Fragmento del texto ->

- - -

Esas ideas están reflejadas especialmente en cuatro de sus novelas. Conversación en La Catedral (1969), un retrato de Perú durante la dictadura del general Manuel Odría. A través del diálogo que sostienen Zavalita y Ambrosio, los personajes principales, la obra desarrolla las restricciones del espacio cívico en el país entre 1948 y 1956, la profunda corrupción de la época y el envilecimiento de la sociedad en su afán por sobrevivir.

En una de las tantas reediciones que se hicieron de esa novela, el propio Vargas Llosa escribió: “Ninguna otra me ha dado tanto trabajo; por eso, si tuviera que salvar del fuego una sola salvaría ésta”. En ese hipotético caso también quedaría a buen resguardo uno de los pasajes más citados de esa novela, y de toda la obra de Vargas Llosa —“¿En qué momento se jodió el Perú?”—, que para muchos sigue siendo una pregunta válida en la actualidad del país natal del autor.

Conversación en La Catedral es el reflejo de la expansión del autoritarismo, de las estructuras verticales de mando y, en contraposición, del esfuerzo por preservar el libre albedrío, temas retratados en La ciudad y los perros (1963), su primera novela, galardonada con el premio Biblioteca Breve de la editorial Seix Barral, que había seguido al celebrado debut de su libro de cuentos Los jefes (1959).

El autor partió de su propia experiencia como interno de un colegio militar, en el que estudió durante su adolescencia, para desarrollar el eje de su obra que tuvo también otros puntos altos. En Pantaleón y las visitadoras (1973) Vargas Llosa apela al absurdo para cuestionar el concepto de obediencia debida, tan consustancial al pensamiento militar. El capitán Pantoja recibe el encargo de crear un burdel en medio de la selva amazónica peruana como un aliviadero de los oficiales destacados en la zona. No solo la misión que fracasa, sino que Pantoja jamás se atreve a cuestionarlo porque con su educación renunció a su capacidad de cuestionar.

- - -

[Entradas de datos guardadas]
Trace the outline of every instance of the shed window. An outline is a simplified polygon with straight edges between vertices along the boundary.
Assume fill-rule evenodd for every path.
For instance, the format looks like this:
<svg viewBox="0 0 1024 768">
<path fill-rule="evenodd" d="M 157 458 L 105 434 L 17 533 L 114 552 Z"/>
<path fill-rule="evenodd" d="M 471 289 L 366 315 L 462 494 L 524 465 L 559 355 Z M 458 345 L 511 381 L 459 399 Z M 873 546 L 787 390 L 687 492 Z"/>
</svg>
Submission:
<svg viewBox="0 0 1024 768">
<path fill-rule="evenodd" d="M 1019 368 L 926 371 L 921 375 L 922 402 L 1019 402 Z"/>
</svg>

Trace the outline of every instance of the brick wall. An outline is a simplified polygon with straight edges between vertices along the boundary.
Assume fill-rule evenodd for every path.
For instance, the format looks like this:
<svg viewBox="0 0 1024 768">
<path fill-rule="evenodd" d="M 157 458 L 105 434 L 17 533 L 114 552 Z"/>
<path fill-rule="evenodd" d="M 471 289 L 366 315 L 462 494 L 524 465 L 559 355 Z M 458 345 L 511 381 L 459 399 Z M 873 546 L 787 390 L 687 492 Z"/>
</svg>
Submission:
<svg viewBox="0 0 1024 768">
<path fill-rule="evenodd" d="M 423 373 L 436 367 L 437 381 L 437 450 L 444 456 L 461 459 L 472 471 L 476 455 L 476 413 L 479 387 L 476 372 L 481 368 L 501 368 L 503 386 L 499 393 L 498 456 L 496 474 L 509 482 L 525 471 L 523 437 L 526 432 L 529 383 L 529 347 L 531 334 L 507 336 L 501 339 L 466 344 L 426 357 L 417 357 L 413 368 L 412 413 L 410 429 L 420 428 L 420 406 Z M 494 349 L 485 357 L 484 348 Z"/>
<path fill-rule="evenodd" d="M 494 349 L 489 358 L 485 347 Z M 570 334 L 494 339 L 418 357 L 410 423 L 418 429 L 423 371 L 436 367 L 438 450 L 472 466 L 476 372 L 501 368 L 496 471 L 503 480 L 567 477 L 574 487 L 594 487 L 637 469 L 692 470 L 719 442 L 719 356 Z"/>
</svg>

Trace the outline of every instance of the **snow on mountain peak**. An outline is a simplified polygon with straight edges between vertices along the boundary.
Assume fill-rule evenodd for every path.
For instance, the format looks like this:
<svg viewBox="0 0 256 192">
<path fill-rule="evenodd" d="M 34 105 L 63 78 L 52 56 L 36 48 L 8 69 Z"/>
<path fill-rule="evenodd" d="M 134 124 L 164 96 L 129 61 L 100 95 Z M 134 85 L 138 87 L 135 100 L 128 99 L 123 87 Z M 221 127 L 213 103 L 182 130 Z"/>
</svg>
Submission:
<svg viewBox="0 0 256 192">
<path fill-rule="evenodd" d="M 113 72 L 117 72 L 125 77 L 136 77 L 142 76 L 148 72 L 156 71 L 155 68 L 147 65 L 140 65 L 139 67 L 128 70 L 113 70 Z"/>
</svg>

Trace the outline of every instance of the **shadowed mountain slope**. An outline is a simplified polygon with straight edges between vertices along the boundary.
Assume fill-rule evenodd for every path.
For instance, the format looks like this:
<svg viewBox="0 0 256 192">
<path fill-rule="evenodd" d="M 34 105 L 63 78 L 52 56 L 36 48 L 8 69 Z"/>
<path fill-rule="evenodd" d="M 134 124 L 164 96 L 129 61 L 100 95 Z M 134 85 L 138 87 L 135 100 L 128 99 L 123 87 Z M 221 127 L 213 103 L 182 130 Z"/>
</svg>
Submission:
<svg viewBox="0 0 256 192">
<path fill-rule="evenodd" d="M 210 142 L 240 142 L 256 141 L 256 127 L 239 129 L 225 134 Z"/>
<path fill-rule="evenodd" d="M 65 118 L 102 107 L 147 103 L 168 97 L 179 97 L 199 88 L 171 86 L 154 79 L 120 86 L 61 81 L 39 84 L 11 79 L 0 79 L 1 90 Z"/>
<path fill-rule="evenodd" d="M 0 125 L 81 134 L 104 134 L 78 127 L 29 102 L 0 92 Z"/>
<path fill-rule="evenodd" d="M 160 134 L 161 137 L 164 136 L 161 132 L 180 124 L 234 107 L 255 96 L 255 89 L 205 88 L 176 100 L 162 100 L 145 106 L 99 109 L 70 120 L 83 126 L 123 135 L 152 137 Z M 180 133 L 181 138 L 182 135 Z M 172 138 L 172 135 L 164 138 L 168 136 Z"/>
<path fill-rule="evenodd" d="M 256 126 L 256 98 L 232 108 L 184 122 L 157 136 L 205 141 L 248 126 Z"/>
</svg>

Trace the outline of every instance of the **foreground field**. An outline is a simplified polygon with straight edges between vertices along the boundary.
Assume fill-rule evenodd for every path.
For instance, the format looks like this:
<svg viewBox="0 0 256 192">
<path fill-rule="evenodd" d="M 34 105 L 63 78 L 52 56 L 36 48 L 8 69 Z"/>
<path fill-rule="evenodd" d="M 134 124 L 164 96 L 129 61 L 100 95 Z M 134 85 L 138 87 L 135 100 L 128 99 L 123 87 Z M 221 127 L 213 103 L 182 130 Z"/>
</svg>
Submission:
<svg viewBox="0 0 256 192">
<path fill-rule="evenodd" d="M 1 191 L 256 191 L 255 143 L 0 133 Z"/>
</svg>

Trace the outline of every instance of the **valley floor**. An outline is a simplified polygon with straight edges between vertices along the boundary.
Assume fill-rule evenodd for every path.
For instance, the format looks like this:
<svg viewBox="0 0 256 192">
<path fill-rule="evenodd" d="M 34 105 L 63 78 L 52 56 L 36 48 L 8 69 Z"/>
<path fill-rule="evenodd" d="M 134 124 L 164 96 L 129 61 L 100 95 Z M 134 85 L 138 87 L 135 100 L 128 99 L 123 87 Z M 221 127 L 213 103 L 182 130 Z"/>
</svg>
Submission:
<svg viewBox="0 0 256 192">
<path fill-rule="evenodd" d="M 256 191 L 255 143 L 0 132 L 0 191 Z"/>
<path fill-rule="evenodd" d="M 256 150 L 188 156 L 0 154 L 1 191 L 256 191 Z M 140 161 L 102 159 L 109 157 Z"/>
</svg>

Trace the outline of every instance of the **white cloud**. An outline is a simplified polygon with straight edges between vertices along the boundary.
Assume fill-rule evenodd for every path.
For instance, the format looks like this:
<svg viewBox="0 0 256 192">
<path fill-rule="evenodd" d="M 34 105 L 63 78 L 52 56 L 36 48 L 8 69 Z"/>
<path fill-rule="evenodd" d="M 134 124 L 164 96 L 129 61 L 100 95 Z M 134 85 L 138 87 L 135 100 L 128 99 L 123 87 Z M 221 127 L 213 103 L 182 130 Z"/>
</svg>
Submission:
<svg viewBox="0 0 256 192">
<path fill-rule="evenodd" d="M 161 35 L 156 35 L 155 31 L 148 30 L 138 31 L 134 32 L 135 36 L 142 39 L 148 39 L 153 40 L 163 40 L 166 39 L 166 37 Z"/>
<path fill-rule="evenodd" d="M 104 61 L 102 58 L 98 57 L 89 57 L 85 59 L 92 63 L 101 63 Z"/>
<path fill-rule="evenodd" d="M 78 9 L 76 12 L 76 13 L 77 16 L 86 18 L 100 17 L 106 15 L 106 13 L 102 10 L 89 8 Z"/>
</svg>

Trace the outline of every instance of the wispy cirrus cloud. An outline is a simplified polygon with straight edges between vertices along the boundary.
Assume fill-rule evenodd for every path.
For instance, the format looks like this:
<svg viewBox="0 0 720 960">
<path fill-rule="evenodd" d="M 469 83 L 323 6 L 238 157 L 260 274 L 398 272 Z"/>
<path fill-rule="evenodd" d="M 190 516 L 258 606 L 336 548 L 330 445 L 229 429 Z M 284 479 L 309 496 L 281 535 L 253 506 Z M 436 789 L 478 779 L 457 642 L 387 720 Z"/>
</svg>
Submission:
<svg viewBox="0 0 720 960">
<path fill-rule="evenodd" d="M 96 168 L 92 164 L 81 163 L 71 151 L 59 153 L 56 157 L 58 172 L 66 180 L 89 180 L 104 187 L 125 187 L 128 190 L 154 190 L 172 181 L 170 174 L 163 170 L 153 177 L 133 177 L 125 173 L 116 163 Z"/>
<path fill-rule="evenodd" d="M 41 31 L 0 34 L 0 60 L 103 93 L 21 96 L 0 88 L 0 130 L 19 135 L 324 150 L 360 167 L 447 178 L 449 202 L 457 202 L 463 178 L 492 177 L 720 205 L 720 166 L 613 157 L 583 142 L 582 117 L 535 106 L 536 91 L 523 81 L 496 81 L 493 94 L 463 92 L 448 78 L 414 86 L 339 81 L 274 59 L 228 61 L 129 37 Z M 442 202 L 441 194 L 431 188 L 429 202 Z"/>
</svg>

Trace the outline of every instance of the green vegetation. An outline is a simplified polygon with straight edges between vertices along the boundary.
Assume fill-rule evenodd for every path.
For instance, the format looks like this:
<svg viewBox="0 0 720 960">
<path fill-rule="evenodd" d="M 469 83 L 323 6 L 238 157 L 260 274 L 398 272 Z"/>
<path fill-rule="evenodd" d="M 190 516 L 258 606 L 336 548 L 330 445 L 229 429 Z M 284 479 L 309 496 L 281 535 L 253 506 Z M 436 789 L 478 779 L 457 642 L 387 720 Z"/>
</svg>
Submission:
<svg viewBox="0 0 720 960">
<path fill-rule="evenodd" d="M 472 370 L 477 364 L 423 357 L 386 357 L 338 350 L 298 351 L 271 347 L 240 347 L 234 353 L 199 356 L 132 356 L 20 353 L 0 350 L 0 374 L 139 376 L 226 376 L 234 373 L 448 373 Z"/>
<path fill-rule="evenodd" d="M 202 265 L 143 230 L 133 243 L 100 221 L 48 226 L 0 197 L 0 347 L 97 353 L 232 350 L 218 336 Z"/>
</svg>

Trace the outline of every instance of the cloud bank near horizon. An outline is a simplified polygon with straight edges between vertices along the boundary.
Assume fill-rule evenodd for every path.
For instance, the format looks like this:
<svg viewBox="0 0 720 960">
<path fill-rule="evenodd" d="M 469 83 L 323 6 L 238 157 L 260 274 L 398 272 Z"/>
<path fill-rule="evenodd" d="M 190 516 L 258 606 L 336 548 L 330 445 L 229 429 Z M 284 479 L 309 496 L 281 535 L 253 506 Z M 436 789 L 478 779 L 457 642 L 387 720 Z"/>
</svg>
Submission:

- - -

¿Podrías copiar completo y sin ningún cambio el fragmento sobre las novelas de Vargas Llosa? El material no hace falta aquí.

Respuesta ->
Esas ideas están reflejadas especialmente en cuatro de sus novelas. Conversación en La Catedral (1969), un retrato de Perú durante la dictadura del general Manuel Odría. A través del diálogo que sostienen Zavalita y Ambrosio, los personajes principales, la obra desarrolla las restricciones del espacio cívico en el país entre 1948 y 1956, la profunda corrupción de la época y el envilecimiento de la sociedad en su afán por sobrevivir.

En una de las tantas reediciones que se hicieron de esa novela, el propio Vargas Llosa escribió: “Ninguna otra me ha dado tanto trabajo; por eso, si tuviera que salvar del fuego una sola salvaría ésta”. En ese hipotético caso también quedaría a buen resguardo uno de los pasajes más citados de esa novela, y de toda la obra de Vargas Llosa —“¿En qué momento se jodió el Perú?”—, que para muchos sigue siendo una pregunta válida en la actualidad del país natal del autor.

Conversación en La Catedral es el reflejo de la expansión del autoritarismo, de las estructuras verticales de mando y, en contraposición, del esfuerzo por preservar el libre albedrío, temas retratados en La ciudad y los perros (1963), su primera novela, galardonada con el premio Biblioteca Breve de la editorial Seix Barral, que había seguido al celebrado debut de su libro de cuentos Los jefes (1959).

El autor partió de su propia experiencia como interno de un colegio militar, en el que estudió durante su adolescencia, para desarrollar el eje de su obra que tuvo también otros puntos altos. En Pantaleón y las visitadoras (1973) Vargas Llosa apela al absurdo para cuestionar el concepto de obediencia debida, tan consustancial al pensamiento militar. El capitán Pantoja recibe el encargo de crear un burdel en medio de la selva amazónica peruana como un aliviadero de los oficiales destacados en la zona. No solo la misión que fracasa, sino que Pantoja jamás se atreve a cuestionarlo porque con su educación renunció a su capacidad de cuestionar.